— start of DATASET CONTENT —

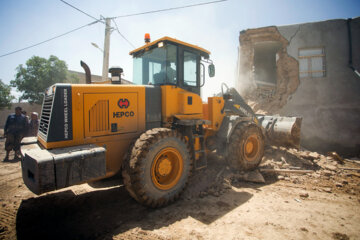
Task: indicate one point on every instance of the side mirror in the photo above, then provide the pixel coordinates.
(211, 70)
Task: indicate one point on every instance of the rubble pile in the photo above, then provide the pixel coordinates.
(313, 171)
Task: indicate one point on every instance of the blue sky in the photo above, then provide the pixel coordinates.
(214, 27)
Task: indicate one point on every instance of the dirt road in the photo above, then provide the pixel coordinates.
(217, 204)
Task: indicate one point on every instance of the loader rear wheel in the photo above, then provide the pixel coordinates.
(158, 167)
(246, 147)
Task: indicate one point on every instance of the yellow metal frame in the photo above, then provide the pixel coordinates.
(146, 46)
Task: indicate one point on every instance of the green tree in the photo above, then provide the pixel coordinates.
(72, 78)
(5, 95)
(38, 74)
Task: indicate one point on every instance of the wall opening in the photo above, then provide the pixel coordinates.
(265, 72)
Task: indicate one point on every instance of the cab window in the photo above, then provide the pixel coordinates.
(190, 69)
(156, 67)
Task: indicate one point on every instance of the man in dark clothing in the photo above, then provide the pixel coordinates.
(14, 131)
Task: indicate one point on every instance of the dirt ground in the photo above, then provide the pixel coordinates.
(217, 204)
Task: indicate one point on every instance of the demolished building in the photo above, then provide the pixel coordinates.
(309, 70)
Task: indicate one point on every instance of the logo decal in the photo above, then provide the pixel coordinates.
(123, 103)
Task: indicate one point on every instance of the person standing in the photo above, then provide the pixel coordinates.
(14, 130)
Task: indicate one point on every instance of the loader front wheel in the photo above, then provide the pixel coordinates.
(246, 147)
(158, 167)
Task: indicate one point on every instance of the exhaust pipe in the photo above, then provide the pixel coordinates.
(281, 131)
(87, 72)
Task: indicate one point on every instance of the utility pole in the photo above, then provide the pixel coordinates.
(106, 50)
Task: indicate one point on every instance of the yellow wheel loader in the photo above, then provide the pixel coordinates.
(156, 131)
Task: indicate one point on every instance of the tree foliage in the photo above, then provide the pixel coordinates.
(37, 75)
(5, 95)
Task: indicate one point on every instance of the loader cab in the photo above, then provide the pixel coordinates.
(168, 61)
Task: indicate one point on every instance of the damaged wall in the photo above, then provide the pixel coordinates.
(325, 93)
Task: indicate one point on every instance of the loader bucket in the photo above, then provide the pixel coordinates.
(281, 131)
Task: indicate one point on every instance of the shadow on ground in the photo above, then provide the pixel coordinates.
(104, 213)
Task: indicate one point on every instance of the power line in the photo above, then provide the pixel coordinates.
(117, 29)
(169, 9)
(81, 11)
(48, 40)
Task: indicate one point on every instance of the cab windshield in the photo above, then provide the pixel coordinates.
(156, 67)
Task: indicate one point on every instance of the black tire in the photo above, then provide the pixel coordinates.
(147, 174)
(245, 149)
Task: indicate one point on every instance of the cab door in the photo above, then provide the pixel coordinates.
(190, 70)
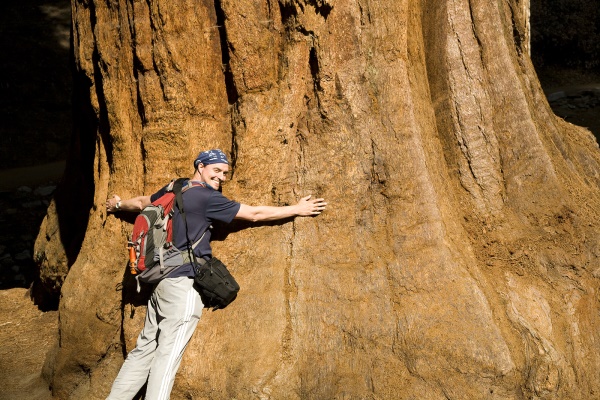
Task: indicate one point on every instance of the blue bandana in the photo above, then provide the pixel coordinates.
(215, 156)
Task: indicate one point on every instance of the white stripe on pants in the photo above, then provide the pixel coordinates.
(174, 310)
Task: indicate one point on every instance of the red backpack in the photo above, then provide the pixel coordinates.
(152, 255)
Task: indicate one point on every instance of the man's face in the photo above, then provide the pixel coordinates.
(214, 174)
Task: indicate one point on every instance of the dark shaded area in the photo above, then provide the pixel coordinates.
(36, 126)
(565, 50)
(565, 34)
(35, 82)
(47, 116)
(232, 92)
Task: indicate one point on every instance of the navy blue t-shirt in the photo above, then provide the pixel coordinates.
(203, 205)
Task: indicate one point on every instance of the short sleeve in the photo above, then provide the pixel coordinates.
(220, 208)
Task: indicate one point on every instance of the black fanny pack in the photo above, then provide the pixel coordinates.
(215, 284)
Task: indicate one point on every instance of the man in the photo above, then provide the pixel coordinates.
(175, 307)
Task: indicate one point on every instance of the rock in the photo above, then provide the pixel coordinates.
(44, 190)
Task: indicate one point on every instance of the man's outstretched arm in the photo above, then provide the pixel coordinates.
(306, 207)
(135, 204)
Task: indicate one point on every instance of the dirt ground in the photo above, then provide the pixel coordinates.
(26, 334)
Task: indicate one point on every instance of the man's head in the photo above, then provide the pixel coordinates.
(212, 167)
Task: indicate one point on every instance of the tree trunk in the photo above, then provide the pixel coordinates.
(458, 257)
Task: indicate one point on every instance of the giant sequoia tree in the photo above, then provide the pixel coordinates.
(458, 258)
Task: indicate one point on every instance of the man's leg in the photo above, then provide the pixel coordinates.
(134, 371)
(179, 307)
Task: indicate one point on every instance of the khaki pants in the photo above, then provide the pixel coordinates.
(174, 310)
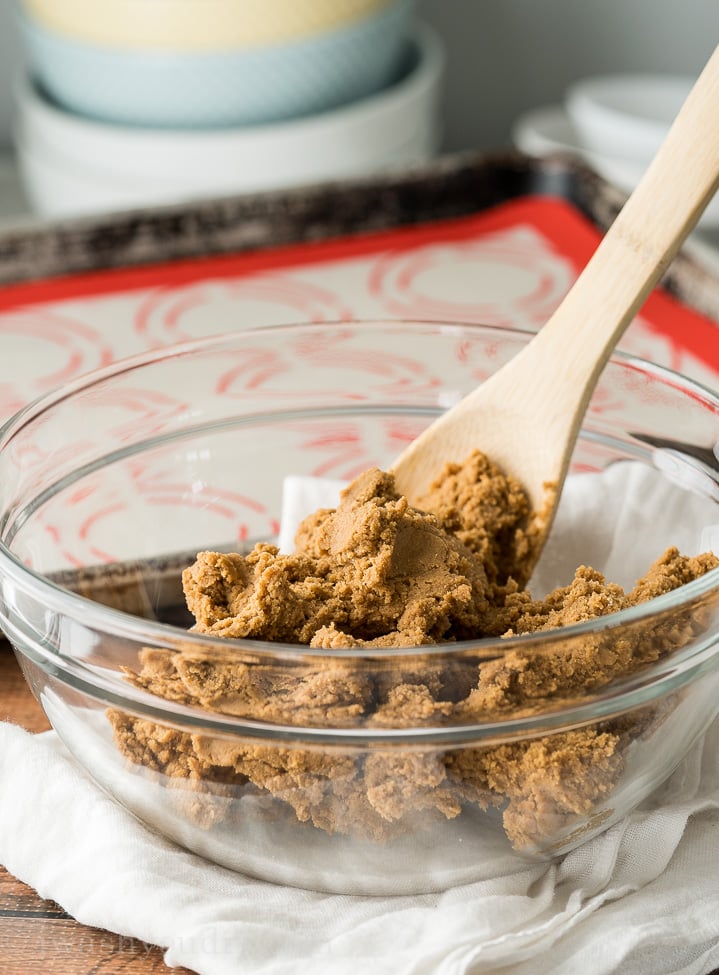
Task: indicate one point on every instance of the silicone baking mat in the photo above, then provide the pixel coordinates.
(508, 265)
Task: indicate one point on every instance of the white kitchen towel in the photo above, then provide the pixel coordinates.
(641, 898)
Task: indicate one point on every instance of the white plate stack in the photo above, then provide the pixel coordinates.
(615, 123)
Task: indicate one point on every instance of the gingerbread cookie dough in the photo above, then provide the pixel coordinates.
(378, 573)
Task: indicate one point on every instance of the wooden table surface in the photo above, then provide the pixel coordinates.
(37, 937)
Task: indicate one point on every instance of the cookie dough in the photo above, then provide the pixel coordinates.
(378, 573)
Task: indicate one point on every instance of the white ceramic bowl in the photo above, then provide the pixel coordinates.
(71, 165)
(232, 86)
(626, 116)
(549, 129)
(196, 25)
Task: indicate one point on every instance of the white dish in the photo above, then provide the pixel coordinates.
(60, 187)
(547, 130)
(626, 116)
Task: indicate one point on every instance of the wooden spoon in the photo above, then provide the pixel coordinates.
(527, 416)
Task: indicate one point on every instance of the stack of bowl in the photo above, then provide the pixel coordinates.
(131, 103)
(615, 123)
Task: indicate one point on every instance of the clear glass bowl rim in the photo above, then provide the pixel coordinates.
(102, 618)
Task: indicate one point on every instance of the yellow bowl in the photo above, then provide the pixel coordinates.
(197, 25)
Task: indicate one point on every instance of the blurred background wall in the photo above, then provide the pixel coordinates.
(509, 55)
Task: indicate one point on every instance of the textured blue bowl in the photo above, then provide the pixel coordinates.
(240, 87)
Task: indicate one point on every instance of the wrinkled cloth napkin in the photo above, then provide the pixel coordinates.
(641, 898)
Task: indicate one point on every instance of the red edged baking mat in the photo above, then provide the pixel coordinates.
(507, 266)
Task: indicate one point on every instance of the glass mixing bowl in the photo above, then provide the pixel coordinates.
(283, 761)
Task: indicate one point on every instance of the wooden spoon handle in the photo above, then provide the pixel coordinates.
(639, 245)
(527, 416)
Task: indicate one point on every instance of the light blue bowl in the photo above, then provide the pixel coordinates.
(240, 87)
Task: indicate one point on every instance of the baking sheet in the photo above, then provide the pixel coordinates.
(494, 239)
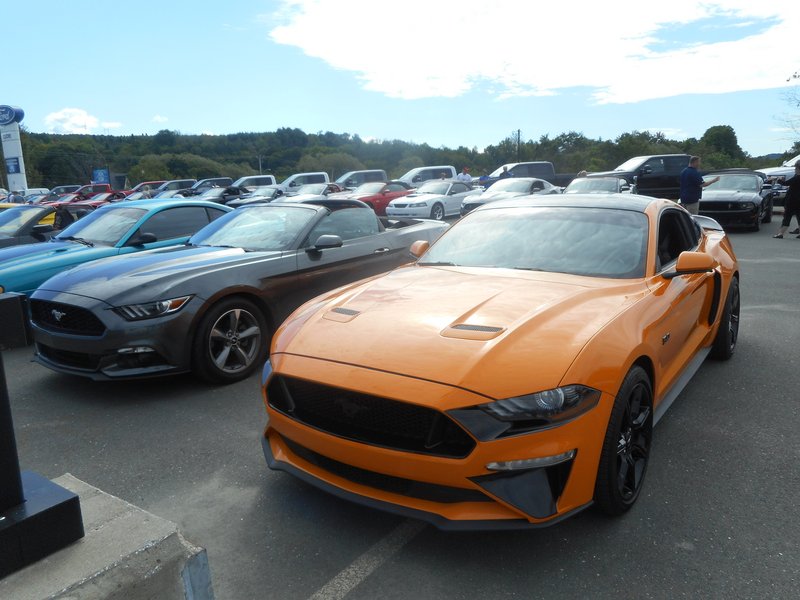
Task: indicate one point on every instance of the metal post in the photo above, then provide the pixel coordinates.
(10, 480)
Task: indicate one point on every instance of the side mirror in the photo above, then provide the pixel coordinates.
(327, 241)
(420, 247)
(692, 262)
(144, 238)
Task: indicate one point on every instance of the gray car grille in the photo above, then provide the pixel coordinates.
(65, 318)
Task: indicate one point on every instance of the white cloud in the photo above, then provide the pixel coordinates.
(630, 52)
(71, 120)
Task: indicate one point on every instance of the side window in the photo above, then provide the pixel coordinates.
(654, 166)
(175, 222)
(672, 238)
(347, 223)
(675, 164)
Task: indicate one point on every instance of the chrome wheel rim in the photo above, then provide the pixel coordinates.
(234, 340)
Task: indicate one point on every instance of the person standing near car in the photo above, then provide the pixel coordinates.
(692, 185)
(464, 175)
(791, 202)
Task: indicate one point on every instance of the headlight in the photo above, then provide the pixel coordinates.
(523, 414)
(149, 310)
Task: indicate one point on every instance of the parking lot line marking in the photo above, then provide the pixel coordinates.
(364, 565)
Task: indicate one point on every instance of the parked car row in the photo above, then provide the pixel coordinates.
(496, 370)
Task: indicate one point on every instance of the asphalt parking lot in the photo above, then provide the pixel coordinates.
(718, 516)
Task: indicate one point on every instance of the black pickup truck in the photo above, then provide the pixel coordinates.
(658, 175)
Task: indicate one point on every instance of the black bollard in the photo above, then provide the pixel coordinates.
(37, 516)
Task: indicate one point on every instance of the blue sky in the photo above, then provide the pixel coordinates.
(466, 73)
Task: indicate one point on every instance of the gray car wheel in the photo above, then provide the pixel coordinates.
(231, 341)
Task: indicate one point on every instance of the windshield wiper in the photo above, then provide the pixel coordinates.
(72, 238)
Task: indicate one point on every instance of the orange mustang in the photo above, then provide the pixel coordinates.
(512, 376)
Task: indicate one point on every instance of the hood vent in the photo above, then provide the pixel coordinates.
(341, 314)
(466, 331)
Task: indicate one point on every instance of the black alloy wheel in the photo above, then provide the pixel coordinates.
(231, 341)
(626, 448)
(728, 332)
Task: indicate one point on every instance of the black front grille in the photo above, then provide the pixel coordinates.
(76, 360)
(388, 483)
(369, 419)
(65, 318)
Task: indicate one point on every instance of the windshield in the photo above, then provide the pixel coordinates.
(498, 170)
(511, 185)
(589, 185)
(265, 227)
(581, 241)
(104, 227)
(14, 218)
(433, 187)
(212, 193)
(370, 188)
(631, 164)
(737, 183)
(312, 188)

— end of DATASET CONTENT —

**WHAT THIS TASK INVOLVES:** Copy the data above word for word, beginning with the line that contains "gray car wheel" and continuing through the final line of the data.

**EXPECTED OUTPUT:**
Task: indicate one point on every instance of the gray car wheel in the photo above, then provide the pixel coordinates.
(231, 341)
Task: indicate one point on every instance of the windshield wiper in the photo above, then provide the pixel coordinates.
(72, 238)
Task: indicate one point on every instance of the orange mustang in the photo above, then provide the pixel coordinates.
(512, 376)
Task: indicate one point on every instance of the hood vent in the photo above, then provide the pixel coordinates.
(341, 314)
(466, 331)
Task: indicate one point on every instance of the black alloy wheel in the photo above, then provide the pixel coordinates.
(231, 341)
(626, 448)
(728, 332)
Task: indicate one point on every instance of the black front grille in the photo above, then provide the pixel coordinates.
(76, 360)
(388, 483)
(369, 419)
(65, 318)
Task: indicate one point on every instance of the windshield in the photo above, then provide the pixel coordinates.
(498, 170)
(511, 185)
(589, 185)
(265, 227)
(581, 241)
(104, 227)
(14, 218)
(433, 187)
(212, 193)
(370, 188)
(631, 164)
(737, 183)
(312, 188)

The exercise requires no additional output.